Last year, we saw in real time as the vaccines were first developed at “warpspeed.” It was nothing short of a Christmas miracle.
Throughout the year, although there’s been some fuss about it, the majority of Canadians were happy to roll up their sleeves especially if it meant we could get out of this “new normal.”
We saw firsthand how powerful these vaccines were. We were able to have some semblance of the old normal. Then the variants came.
And now, a year later, the province has issued another round of restrictions. A year after the pandemic stopped being a technical problem, the pandemic seems more endless.
How did it go so wrong?
Rich countries, like our own, have hoarded 80 per cent of the vaccines manufactured. We’ve hoarded so much that we’ve had to throw out hundreds of thousands of doses, at least.
That’s created a very clear global class system between the vaccinated countries and the unvaccinated countries—poor countries have only been able to vaccinate two per cent of their population. Some people have started calling this the vaccine apartheid.
Sure, an argument can be made that our representatives should look out for their constituents first. But addressing global vaccine equity is how they do that.
We can’t solve this pandemic locally.

# [Given entries]

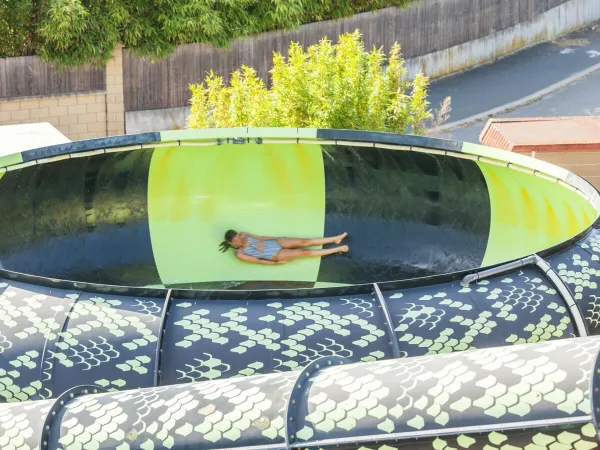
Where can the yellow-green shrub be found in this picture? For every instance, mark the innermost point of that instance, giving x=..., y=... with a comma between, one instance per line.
x=327, y=86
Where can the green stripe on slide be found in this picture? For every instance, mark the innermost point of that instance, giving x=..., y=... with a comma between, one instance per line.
x=240, y=132
x=196, y=193
x=529, y=214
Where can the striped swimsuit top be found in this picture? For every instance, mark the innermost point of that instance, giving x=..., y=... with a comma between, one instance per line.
x=271, y=247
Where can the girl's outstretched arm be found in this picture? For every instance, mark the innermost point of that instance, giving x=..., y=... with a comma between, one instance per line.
x=252, y=259
x=262, y=238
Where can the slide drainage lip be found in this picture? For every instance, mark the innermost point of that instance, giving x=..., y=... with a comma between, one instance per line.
x=242, y=136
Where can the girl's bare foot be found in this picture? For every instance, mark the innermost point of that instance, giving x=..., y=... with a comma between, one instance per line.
x=340, y=238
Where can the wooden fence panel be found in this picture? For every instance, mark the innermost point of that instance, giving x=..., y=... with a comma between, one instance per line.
x=28, y=76
x=427, y=27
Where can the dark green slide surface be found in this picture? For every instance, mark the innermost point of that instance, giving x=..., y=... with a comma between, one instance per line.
x=155, y=217
x=408, y=214
x=83, y=219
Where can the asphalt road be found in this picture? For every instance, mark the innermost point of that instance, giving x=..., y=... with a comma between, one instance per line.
x=518, y=75
x=581, y=98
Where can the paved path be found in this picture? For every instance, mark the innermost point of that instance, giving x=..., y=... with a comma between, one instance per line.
x=518, y=75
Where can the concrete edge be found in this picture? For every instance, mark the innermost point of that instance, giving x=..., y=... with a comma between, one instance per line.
x=517, y=103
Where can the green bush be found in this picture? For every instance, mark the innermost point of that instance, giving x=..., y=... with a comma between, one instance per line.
x=77, y=32
x=327, y=86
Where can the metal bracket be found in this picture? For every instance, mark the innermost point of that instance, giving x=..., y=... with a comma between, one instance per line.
x=473, y=277
x=291, y=413
x=565, y=293
x=388, y=322
x=59, y=404
x=595, y=393
x=50, y=349
x=161, y=334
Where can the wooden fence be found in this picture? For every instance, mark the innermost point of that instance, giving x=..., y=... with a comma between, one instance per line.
x=27, y=76
x=423, y=28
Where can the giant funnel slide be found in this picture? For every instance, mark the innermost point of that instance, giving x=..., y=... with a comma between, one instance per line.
x=112, y=279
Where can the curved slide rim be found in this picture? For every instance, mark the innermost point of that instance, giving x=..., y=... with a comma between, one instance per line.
x=392, y=141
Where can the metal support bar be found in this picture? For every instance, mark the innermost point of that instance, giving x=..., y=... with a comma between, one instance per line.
x=595, y=393
x=59, y=404
x=161, y=335
x=49, y=351
x=565, y=293
x=473, y=277
x=297, y=394
x=388, y=322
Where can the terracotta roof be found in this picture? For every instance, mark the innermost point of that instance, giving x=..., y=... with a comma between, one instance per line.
x=542, y=134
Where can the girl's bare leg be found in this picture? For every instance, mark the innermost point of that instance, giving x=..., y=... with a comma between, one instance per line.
x=291, y=254
x=291, y=243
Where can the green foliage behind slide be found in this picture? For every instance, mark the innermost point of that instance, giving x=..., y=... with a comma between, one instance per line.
x=329, y=85
x=77, y=32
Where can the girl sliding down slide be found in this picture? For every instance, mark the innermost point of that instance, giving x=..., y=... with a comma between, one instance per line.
x=273, y=250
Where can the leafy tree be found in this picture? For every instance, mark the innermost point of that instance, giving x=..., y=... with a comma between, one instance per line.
x=77, y=32
x=327, y=86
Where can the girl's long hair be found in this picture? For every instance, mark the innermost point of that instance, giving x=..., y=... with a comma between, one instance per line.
x=226, y=244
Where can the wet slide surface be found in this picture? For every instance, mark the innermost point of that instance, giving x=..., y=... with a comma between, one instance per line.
x=155, y=217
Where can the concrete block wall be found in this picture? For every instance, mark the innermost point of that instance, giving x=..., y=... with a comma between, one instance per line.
x=78, y=116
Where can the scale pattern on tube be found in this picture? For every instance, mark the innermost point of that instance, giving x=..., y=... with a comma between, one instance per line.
x=55, y=339
x=515, y=308
x=574, y=437
x=224, y=338
x=579, y=268
x=508, y=387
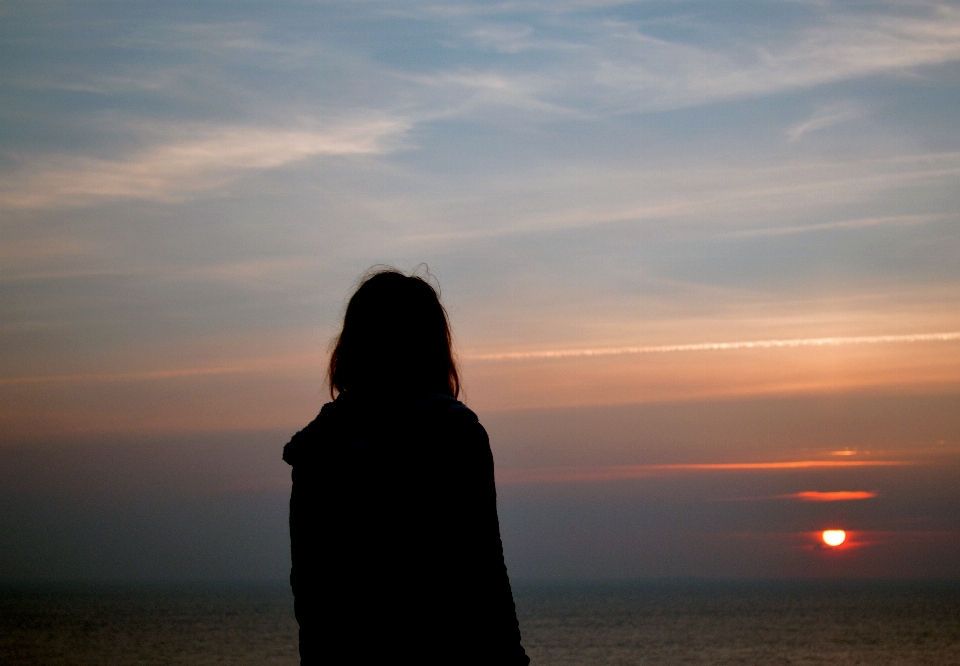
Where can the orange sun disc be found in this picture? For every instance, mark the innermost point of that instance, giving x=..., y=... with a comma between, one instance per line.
x=834, y=537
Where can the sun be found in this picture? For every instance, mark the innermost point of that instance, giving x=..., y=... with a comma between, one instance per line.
x=834, y=537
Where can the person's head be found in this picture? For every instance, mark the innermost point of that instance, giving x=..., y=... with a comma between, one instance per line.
x=395, y=337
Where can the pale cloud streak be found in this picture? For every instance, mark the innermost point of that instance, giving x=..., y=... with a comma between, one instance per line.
x=176, y=170
x=718, y=346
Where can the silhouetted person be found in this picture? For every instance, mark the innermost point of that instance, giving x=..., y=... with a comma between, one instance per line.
x=393, y=518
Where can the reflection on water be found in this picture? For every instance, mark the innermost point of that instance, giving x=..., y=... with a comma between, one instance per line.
x=663, y=623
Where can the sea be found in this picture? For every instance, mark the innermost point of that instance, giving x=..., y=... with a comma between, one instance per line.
x=673, y=622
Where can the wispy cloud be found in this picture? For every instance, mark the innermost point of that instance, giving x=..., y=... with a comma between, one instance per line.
x=716, y=346
x=176, y=170
x=251, y=365
x=668, y=74
x=823, y=118
x=858, y=223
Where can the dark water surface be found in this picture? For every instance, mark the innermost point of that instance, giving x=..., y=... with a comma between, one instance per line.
x=608, y=623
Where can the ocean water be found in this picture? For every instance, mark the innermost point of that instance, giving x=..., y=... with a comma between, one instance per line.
x=710, y=623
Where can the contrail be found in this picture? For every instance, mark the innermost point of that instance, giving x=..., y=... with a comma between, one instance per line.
x=718, y=346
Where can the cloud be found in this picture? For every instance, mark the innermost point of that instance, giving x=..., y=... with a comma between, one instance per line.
x=179, y=169
x=833, y=496
x=823, y=118
x=858, y=223
x=623, y=472
x=662, y=74
x=716, y=346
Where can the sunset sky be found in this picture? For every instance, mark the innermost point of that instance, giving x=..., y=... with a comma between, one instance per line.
x=702, y=261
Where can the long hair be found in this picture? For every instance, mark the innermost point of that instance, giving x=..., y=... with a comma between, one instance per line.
x=395, y=337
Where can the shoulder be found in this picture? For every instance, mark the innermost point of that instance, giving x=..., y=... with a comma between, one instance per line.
x=306, y=440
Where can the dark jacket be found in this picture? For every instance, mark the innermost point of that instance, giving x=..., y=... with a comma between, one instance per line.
x=394, y=537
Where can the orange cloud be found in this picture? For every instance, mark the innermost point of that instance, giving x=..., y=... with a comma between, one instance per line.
x=835, y=496
x=581, y=474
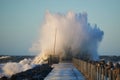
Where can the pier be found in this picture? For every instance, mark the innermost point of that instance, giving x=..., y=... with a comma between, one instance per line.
x=64, y=71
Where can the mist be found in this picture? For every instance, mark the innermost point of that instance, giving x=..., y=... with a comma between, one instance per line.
x=69, y=33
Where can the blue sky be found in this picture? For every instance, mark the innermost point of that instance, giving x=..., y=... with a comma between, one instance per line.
x=20, y=22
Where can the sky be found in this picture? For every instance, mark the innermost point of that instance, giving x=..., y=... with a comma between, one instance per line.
x=20, y=21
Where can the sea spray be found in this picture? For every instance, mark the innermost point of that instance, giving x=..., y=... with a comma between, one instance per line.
x=74, y=33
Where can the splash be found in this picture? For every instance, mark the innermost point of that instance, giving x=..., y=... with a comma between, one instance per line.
x=72, y=32
x=11, y=68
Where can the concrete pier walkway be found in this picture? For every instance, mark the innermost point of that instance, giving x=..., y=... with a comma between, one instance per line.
x=64, y=71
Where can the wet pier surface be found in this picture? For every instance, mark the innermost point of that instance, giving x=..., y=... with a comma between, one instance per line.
x=64, y=71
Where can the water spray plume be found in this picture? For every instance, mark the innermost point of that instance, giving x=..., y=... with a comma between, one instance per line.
x=74, y=33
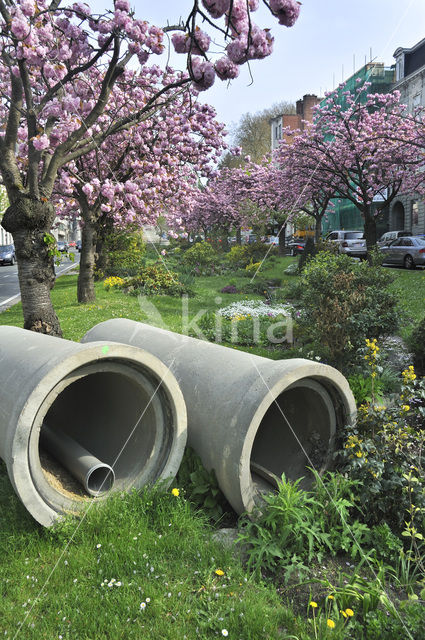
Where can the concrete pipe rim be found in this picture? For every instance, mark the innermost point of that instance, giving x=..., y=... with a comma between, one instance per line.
x=334, y=389
x=25, y=468
x=104, y=482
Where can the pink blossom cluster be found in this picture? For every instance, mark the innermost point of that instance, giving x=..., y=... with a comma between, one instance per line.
x=245, y=40
x=197, y=43
x=153, y=169
x=286, y=10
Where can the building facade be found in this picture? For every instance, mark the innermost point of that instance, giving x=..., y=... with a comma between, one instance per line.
x=408, y=210
x=304, y=111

# [Your instructions]
Copy out the entire passage above about rich countries hoarding COVID vaccines, keeping every word and punctuation mark unchanged.

# [Output below]
Last year, we saw in real time as the vaccines were first developed at “warpspeed.” It was nothing short of a Christmas miracle.
Throughout the year, although there’s been some fuss about it, the majority of Canadians were happy to roll up their sleeves especially if it meant we could get out of this “new normal.”
We saw firsthand how powerful these vaccines were. We were able to have some semblance of the old normal. Then the variants came.
And now, a year later, the province has issued another round of restrictions. A year after the pandemic stopped being a technical problem, the pandemic seems more endless.
How did it go so wrong?
Rich countries, like our own, have hoarded 80 per cent of the vaccines manufactured. We’ve hoarded so much that we’ve had to throw out hundreds of thousands of doses, at least.
That’s created a very clear global class system between the vaccinated countries and the unvaccinated countries—poor countries have only been able to vaccinate two per cent of their population. Some people have started calling this the vaccine apartheid.
Sure, an argument can be made that our representatives should look out for their constituents first. But addressing global vaccine equity is how they do that.
We can’t solve this pandemic locally.